:: WHAT THE EXERCISE ASKS ::
Below are the records; count the lines in which "target" occurs and report only that number.
DATA UNDER STUDY: Begin
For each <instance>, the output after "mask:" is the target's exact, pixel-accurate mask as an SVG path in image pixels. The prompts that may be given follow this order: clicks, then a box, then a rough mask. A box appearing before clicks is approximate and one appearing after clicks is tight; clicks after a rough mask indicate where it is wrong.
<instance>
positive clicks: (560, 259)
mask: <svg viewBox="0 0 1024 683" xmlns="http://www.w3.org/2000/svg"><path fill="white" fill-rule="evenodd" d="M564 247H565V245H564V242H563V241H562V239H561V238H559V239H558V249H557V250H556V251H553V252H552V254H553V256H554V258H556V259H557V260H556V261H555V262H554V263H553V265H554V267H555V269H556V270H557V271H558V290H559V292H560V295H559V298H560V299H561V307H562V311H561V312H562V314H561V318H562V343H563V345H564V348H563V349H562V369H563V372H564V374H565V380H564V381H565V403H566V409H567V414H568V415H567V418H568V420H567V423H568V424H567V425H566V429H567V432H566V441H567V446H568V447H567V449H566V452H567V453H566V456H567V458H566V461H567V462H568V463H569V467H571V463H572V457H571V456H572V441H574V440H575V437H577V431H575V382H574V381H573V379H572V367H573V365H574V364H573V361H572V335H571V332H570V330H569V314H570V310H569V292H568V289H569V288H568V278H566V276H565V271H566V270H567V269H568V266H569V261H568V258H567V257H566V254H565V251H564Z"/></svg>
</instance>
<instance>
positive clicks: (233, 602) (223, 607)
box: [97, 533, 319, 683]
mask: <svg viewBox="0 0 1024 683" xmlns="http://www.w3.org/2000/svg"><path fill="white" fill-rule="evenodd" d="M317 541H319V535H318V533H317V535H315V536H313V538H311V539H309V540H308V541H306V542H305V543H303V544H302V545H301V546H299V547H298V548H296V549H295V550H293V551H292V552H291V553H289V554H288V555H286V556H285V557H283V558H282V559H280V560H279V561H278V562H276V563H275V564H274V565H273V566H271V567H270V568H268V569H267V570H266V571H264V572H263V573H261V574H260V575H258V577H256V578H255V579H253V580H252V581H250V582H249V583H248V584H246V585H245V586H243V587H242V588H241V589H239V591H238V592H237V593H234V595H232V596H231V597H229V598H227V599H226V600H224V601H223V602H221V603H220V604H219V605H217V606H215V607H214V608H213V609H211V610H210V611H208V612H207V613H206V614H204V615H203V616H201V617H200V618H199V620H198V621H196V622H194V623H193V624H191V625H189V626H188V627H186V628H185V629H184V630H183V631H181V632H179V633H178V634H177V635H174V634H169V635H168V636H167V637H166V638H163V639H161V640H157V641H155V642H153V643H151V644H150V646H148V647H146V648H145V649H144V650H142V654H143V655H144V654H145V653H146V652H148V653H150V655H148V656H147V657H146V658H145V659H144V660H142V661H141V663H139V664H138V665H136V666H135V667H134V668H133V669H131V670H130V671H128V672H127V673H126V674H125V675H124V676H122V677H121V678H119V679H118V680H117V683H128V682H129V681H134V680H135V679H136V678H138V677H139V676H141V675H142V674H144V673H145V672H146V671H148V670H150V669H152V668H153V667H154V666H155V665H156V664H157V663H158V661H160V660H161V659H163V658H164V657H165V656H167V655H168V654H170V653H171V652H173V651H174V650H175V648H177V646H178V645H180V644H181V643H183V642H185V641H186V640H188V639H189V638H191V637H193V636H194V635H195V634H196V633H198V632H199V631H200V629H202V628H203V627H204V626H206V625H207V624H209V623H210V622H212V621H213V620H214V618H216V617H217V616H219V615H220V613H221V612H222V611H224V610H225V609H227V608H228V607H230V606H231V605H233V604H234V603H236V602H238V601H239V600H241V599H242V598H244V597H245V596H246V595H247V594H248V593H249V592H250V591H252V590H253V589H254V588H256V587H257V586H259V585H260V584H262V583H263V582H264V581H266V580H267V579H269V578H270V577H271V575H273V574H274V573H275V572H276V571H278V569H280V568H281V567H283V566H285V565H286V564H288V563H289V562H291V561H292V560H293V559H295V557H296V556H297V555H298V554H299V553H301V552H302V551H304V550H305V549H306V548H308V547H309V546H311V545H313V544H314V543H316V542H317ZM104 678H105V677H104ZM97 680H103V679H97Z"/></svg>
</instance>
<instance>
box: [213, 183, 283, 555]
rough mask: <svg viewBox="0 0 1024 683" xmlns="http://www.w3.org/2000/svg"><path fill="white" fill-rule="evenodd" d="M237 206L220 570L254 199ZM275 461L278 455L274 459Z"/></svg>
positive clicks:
DATA UNDER STUDY: End
DATA UNDER STUDY: Begin
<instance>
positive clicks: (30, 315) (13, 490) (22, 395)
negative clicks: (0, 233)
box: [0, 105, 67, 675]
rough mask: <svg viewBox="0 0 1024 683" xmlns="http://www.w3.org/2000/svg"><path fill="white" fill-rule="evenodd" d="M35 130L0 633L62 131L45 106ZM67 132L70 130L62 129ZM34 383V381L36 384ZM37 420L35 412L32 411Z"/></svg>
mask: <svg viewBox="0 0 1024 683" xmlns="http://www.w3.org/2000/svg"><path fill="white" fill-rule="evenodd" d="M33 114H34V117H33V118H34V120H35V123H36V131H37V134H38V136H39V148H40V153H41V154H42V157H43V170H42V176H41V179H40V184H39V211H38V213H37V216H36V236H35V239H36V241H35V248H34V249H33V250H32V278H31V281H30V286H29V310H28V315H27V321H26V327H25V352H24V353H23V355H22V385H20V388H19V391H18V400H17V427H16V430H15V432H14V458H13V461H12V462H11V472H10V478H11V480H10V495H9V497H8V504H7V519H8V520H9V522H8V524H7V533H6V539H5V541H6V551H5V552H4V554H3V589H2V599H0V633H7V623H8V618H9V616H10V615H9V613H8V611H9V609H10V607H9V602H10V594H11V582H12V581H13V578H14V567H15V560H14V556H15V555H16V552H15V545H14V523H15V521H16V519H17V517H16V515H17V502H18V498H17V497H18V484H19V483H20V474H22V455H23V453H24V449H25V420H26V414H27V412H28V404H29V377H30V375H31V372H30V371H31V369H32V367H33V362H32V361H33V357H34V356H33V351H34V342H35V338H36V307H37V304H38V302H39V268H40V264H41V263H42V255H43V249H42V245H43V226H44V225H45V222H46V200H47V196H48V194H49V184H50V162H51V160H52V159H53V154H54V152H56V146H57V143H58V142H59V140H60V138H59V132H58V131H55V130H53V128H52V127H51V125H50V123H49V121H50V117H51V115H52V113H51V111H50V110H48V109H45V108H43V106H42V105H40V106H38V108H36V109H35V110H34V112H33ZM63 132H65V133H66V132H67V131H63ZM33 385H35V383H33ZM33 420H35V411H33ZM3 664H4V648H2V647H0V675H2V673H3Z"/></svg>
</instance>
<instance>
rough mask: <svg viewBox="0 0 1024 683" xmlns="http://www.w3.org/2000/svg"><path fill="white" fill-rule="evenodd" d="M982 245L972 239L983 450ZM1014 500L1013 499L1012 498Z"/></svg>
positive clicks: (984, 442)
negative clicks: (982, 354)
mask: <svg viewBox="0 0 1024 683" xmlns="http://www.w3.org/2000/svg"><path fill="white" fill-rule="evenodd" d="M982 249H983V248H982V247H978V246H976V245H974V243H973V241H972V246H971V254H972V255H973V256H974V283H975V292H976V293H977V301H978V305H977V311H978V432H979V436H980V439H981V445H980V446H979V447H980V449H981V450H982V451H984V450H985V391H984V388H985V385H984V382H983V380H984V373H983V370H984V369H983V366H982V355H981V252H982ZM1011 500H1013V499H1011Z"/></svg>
DATA UNDER STUDY: End
DATA UNDER STUDY: Begin
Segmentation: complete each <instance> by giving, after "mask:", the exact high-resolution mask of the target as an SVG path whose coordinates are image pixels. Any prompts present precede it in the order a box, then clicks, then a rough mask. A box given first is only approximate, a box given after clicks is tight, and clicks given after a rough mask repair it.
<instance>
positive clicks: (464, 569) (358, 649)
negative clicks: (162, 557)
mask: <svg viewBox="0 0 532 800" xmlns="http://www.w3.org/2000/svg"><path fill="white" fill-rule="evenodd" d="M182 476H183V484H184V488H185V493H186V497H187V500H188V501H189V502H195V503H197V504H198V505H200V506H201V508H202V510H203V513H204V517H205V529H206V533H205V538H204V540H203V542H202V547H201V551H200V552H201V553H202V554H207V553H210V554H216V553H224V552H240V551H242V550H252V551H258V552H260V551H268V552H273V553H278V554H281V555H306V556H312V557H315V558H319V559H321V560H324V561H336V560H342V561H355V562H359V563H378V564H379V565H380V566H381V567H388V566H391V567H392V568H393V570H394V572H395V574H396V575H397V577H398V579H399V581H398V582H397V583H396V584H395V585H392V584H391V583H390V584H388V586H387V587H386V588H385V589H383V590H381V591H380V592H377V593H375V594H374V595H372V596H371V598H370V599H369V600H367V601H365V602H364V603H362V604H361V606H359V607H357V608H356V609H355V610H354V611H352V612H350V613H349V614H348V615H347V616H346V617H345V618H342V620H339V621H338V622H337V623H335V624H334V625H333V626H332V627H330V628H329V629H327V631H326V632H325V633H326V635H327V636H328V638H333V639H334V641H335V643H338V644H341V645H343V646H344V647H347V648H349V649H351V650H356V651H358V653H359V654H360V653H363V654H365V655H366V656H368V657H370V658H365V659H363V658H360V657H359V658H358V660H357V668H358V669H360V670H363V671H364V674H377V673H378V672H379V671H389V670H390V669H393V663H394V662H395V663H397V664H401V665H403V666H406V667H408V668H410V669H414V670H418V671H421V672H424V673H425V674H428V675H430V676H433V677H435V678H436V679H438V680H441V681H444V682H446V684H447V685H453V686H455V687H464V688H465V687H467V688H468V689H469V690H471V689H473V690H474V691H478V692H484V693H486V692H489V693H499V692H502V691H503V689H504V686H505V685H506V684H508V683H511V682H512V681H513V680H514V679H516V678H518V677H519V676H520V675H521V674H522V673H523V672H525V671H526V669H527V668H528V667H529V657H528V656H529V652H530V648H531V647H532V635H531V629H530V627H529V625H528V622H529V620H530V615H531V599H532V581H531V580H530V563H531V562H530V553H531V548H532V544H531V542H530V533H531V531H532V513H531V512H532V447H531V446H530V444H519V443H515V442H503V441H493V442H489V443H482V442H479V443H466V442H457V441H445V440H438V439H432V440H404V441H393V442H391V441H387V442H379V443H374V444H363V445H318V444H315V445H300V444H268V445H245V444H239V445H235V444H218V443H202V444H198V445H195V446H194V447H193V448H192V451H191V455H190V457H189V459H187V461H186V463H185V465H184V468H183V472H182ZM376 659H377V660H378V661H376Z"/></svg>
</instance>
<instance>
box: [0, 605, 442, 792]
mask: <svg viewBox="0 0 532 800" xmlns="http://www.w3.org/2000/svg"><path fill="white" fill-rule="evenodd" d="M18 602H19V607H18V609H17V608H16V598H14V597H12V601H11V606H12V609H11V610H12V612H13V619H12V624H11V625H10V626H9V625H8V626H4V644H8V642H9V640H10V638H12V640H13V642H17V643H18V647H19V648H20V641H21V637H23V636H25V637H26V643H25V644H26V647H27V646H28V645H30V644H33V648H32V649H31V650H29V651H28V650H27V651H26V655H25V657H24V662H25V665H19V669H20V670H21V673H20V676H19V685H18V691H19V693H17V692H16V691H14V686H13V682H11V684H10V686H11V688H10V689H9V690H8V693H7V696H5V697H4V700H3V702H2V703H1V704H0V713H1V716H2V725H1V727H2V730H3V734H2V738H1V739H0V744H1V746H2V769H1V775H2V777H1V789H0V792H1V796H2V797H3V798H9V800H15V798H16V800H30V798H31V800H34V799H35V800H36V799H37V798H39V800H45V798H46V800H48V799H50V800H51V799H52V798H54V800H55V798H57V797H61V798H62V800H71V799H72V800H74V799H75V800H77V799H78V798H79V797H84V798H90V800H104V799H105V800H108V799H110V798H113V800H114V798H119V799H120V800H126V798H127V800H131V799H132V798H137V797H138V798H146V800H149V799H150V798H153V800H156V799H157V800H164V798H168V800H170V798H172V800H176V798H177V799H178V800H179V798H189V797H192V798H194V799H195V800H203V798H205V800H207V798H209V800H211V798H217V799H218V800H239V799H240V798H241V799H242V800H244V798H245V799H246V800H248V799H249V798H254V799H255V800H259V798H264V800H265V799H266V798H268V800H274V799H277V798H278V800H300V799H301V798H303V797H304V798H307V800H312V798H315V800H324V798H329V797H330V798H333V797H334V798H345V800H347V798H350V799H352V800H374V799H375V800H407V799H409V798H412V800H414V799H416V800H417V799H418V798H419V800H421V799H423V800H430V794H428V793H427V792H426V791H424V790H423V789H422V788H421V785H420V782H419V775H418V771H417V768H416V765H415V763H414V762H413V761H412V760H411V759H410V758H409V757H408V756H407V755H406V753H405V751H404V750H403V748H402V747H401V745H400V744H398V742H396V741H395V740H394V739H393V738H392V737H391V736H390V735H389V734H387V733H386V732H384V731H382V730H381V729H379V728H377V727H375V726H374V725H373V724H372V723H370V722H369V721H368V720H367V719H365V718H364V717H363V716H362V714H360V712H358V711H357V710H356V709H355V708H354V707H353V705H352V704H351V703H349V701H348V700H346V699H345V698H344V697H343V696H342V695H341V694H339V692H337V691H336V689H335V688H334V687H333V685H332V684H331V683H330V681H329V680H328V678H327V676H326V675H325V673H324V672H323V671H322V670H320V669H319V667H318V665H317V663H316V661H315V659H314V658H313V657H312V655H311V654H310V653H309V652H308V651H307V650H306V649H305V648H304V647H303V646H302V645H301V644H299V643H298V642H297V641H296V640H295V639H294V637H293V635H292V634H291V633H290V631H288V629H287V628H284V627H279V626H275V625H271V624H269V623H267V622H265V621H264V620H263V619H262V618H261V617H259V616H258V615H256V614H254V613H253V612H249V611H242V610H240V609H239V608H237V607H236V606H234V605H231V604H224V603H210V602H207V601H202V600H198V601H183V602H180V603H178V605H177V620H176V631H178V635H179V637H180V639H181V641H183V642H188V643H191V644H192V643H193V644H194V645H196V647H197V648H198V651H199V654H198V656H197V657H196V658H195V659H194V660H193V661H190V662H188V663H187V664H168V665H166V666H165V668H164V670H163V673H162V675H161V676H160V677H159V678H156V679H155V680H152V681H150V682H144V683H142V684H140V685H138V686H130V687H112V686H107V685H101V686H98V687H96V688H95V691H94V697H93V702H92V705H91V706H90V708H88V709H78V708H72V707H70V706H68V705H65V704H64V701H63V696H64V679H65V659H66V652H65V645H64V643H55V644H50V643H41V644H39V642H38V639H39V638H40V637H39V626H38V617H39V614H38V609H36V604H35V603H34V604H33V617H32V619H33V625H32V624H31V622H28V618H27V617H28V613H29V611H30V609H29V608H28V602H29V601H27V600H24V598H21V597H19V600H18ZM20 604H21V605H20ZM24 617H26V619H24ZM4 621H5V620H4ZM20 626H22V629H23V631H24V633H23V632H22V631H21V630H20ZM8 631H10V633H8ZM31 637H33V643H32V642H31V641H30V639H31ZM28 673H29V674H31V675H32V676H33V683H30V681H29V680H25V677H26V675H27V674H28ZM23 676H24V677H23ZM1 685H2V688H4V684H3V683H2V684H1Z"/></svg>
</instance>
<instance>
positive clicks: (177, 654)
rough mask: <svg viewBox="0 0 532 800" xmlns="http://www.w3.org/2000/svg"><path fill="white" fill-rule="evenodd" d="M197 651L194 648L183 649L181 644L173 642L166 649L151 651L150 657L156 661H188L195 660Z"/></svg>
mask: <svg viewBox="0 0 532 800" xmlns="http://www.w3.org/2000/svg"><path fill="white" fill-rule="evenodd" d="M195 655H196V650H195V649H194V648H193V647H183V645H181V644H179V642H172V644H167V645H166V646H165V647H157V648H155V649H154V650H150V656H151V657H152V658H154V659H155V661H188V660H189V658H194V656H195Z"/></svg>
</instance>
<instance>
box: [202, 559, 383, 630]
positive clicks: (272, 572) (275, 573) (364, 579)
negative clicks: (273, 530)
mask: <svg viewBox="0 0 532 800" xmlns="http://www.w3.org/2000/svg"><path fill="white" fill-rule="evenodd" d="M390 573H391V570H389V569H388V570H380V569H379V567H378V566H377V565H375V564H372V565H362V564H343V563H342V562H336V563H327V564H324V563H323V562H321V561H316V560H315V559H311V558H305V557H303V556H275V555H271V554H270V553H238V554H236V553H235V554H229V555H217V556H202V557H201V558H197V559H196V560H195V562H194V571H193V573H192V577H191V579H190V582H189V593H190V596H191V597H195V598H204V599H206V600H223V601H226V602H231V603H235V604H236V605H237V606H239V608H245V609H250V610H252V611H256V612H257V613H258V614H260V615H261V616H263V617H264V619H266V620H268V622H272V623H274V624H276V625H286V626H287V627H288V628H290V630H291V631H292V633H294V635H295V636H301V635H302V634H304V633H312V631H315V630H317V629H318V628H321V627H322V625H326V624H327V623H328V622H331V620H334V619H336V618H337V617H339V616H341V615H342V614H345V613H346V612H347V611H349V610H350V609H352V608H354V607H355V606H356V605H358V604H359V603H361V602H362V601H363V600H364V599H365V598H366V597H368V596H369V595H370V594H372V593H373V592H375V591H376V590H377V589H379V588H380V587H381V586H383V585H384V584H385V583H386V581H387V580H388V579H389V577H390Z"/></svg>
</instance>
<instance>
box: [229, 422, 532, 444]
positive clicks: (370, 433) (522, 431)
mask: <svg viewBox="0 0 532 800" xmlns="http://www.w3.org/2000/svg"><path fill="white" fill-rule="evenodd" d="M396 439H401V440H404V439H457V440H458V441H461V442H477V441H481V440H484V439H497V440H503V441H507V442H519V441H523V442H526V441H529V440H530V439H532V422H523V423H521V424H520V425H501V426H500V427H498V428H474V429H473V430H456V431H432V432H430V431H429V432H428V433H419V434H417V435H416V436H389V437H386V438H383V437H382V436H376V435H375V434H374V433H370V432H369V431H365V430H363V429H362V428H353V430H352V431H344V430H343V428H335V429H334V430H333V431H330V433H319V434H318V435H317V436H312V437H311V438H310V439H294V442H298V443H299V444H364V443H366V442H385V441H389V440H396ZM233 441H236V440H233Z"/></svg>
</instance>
DATA UNDER STUDY: End
:: WRITTEN SOLUTION ::
2